Reprint every line of the data, keeping each character intact.

## Stored data
########################################

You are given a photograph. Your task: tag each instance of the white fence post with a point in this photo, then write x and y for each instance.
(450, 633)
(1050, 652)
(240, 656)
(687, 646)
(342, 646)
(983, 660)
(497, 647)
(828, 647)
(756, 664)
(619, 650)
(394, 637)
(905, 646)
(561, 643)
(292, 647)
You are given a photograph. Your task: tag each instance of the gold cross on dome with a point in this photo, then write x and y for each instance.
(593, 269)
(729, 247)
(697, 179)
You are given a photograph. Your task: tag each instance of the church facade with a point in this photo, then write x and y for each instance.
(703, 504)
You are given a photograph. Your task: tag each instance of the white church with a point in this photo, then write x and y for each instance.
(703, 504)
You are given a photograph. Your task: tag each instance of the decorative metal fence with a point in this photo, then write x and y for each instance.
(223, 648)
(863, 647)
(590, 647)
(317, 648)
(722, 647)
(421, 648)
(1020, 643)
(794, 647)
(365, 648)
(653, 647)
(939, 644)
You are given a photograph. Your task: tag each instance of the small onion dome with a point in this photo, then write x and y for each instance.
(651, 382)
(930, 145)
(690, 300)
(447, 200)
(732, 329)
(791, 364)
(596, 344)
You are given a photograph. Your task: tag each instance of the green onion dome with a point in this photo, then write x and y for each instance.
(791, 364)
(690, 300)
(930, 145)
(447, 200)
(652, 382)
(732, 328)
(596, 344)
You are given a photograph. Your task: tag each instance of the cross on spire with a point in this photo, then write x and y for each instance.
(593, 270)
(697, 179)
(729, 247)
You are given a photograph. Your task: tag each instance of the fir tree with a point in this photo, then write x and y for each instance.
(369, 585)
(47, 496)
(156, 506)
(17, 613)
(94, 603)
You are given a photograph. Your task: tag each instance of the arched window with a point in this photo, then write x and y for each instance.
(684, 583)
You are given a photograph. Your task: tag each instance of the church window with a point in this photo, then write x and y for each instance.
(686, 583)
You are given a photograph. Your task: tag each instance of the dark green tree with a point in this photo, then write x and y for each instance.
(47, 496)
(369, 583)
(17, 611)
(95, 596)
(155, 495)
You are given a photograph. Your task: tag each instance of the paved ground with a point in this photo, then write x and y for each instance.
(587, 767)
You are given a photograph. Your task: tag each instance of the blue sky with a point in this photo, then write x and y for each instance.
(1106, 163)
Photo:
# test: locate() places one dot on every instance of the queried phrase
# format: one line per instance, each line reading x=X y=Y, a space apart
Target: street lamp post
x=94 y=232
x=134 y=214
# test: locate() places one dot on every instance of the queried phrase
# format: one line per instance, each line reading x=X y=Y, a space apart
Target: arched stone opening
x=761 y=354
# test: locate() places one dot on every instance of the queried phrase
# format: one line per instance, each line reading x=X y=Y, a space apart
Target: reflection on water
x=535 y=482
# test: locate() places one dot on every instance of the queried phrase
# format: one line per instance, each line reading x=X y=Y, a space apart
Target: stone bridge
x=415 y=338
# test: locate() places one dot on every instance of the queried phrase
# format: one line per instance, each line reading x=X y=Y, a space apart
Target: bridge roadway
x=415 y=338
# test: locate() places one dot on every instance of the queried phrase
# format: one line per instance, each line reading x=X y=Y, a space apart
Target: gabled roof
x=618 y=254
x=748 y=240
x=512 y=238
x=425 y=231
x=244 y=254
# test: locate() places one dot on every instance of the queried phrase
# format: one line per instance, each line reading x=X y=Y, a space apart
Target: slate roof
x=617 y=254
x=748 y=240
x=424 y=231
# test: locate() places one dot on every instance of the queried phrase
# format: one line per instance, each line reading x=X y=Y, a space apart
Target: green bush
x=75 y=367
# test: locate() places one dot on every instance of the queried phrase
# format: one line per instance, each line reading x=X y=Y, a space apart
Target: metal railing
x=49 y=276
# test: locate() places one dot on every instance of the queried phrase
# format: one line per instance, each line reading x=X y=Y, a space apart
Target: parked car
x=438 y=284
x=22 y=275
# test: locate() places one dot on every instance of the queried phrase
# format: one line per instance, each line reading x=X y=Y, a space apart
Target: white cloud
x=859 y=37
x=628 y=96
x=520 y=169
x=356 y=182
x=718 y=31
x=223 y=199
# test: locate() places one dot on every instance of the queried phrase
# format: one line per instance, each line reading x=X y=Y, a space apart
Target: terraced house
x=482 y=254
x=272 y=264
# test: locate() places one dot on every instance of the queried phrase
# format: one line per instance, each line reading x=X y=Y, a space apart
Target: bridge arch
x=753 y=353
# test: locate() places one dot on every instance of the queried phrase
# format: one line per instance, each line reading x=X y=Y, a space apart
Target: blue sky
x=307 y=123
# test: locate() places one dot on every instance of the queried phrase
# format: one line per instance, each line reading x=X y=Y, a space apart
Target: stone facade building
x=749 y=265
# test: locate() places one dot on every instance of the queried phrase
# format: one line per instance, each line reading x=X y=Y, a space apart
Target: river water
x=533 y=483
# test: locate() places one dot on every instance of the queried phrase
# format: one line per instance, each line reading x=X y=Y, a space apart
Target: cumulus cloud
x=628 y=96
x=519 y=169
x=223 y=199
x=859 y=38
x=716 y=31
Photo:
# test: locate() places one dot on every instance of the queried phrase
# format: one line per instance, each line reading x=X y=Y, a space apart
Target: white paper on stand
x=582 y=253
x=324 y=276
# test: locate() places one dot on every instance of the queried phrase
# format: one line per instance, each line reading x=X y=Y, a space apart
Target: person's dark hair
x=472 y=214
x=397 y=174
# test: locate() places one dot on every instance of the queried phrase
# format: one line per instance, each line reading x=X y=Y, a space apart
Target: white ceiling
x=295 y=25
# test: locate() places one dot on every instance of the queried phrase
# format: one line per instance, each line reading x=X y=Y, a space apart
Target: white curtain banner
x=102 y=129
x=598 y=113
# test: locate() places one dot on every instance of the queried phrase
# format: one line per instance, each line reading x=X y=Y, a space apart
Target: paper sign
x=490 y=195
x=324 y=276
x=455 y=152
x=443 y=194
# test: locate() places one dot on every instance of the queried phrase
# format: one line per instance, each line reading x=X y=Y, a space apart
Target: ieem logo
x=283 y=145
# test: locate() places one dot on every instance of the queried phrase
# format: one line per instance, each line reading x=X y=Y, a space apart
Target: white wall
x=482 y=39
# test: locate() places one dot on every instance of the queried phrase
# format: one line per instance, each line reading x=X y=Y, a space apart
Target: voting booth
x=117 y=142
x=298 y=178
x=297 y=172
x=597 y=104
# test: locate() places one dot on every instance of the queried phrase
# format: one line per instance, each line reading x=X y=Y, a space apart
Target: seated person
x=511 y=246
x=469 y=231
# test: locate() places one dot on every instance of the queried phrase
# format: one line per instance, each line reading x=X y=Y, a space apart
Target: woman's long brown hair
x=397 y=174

########################################

## REPLY
You are given a photograph. Your task: tag each instance of the white fence post with a point in this photo, then write x and y for each instance.
(450, 633)
(1050, 652)
(240, 656)
(687, 646)
(342, 646)
(983, 660)
(497, 647)
(828, 647)
(756, 664)
(619, 650)
(394, 637)
(905, 646)
(561, 643)
(292, 647)
You are given a photograph. Your task: tag each instance of the gold cross on dome with a point in this photo, then write x and y for each instance.
(593, 269)
(729, 247)
(697, 179)
You are given a photograph. Your task: tag each instance of the church facade with a point in this photo, then write x and y for each instance.
(703, 504)
You are given a photograph. Your task: tag each instance of the white church with a point in this photo, then write x and y for each instance.
(703, 504)
You are given a photograph. Your task: tag each instance of the decorative metal fence with a point in this photo, then write x and y for each instance.
(223, 648)
(863, 647)
(590, 647)
(317, 648)
(722, 647)
(421, 648)
(1020, 643)
(794, 647)
(365, 648)
(653, 647)
(939, 644)
You are given a photograph. Your task: tag each instance of the small onion dome with a point in this photo, then write x and y for each instance.
(651, 382)
(930, 145)
(690, 300)
(447, 200)
(732, 329)
(791, 364)
(596, 344)
You are given a photograph. Your task: tag each instance of the green onion dome with a point in this photo, then write x and y for each instance.
(791, 364)
(690, 300)
(930, 145)
(447, 200)
(652, 382)
(732, 328)
(596, 344)
You are given a photograph. Your task: tag each instance of the cross on spire with a point in this photo, then write x and y for each instance.
(593, 270)
(697, 179)
(729, 247)
You are given a photograph. Your task: tag each instance of the fir tree with a point in this photo, then write x and y for each instance.
(369, 585)
(47, 496)
(156, 506)
(17, 613)
(94, 603)
You are given a photograph. Your task: tag each instance of the arched window with a point in this photo, then write x and y for each instance.
(684, 583)
You are given a photograph. Your task: tag each instance of the church window with a point in this photo, then write x and y for each instance.
(686, 583)
You are given a photograph. Your task: tag each instance of the dark green tree with a point in this photo, then write x and y for each instance.
(47, 496)
(369, 583)
(17, 611)
(95, 596)
(155, 495)
You are given a photograph. Your task: tag each instance of the paved ground with a point in this photo, then write x and y for each instance.
(587, 767)
You are given a photograph. Your task: tag each instance of the blue sky with a point in this photo, then write x and y for each instance.
(1106, 163)
Photo:
# test: locate() places one dot on every instance of the queried phrase
# format: one line per instance, each line reading x=X y=Y, a space apart
Target: street lamp post
x=94 y=232
x=134 y=214
# test: locate() places one dot on every instance of the queried phrase
# format: one line per instance, each line reading x=X y=Y, a space apart
Target: arched stone opening
x=761 y=354
# test: locate() places one dot on every instance of the queried phrase
# format: one line per instance, each line reading x=X y=Y, a space apart
Target: reflection on water
x=535 y=482
# test: locate() places one dot on every instance of the queried phrase
# format: one line per instance, each line reading x=X y=Y, a space apart
Target: stone bridge
x=415 y=338
# test: locate() places one dot on every instance of the queried phrase
# format: one line per instance, each line reading x=X y=Y, a space apart
Target: bridge roadway
x=415 y=338
# test: locate() places one dot on every instance of the queried phrase
# format: one line per instance, each line reading x=X y=Y, a space apart
Target: gabled roof
x=618 y=254
x=748 y=240
x=512 y=238
x=425 y=231
x=244 y=254
# test: locate() places one dot on every instance of the queried phrase
# format: one line per instance, each line reading x=X y=Y, a space apart
Target: slate roof
x=617 y=254
x=748 y=240
x=424 y=231
# test: locate() places one dot on every instance of the queried phrase
# format: one line per instance, each line reading x=X y=Y, a space apart
Target: green bush
x=75 y=367
# test: locate() places one dot on every instance of the queried phrase
# format: one line per instance, each line reading x=X y=Y, a space apart
Target: metal railing
x=49 y=276
# test: locate() places one dot on every instance of the queried phrase
# format: one line per instance, each line reading x=X y=Y, a space apart
Target: parked car
x=438 y=284
x=22 y=275
# test: locate() places one dot on every instance of the queried phrase
# format: one line per instance, each line reading x=X y=Y, a space apart
Target: white cloud
x=859 y=37
x=628 y=96
x=520 y=169
x=356 y=182
x=718 y=31
x=223 y=199
# test: locate() places one dot on every instance of the queried phrase
# format: one line per instance, each line reading x=X y=Y, a space apart
Target: terraced house
x=482 y=254
x=272 y=264
# test: locate() places one dot on every instance of the queried phrase
# format: one line per instance, each line reading x=X y=Y, a space apart
Target: bridge arch
x=753 y=353
# test: locate() places one dot on every instance of the queried phrase
# format: one line per instance, each line reading x=X y=Y, a space apart
Target: blue sky
x=307 y=123
# test: locate() places one dot on every instance of the queried phrase
# format: one line per instance, each line reading x=X y=Y, a space apart
Target: stone facade building
x=749 y=265
# test: locate() places one dot on every instance of the queried phrase
# format: one line per instance, each line reading x=X y=Y, a space apart
Target: river water
x=533 y=483
# test: locate() places one dot on every instance of the queried phrase
# format: one line per instance, each line reading x=X y=Y, a space apart
Target: cumulus cloud
x=628 y=96
x=519 y=169
x=223 y=199
x=859 y=38
x=716 y=31
Photo:
# test: locate() places one dot on every instance of the queried phrase
# format: one line per instance, each line reading x=X y=Y, a space apart
Target: white paper on stand
x=582 y=253
x=324 y=276
# test: locate() places one dot on every instance of the queried phrase
# format: one line per instance, each line reading x=X y=Y, a space apart
Target: person's dark hair
x=472 y=214
x=397 y=174
# test: locate() places one dot on every instance of the queried phrase
# format: one line per instance, each line reading x=X y=Y, a space apart
Target: white ceiling
x=295 y=25
# test: locate() places one dot on every instance of the queried phrase
# format: one line per instance, each line reading x=X y=Y, a space apart
Target: white curtain banner
x=102 y=129
x=598 y=113
# test: locate() places one dot on every instance of the queried phrase
# format: one line per instance, each line reading x=X y=Y, a space apart
Target: paper sign
x=490 y=195
x=324 y=276
x=455 y=152
x=443 y=194
# test: locate() places one dot on every instance of the queried phrase
# format: one line per instance, each line reading x=X y=Y, a space apart
Target: ieem logo
x=283 y=145
# test: locate() places one dot on every instance of the queried phrase
# format: one line per instance, each line reading x=X y=Y, a space apart
Target: white wall
x=482 y=39
# test: locate() places one dot on every instance of the queried phrase
# format: one line per instance, each line reading x=X y=Y, a space apart
Target: voting booth
x=117 y=142
x=298 y=178
x=297 y=172
x=597 y=104
# test: locate() places one dot on every instance of the queried phrase
# format: one line per instance, each line reading x=X y=Y, a space apart
Target: seated person
x=511 y=246
x=469 y=231
# test: locate() places one dot on every instance of the queried phrase
# format: one line per instance, each line reading x=X y=Y, a space apart
Target: woman's long brown hair
x=397 y=174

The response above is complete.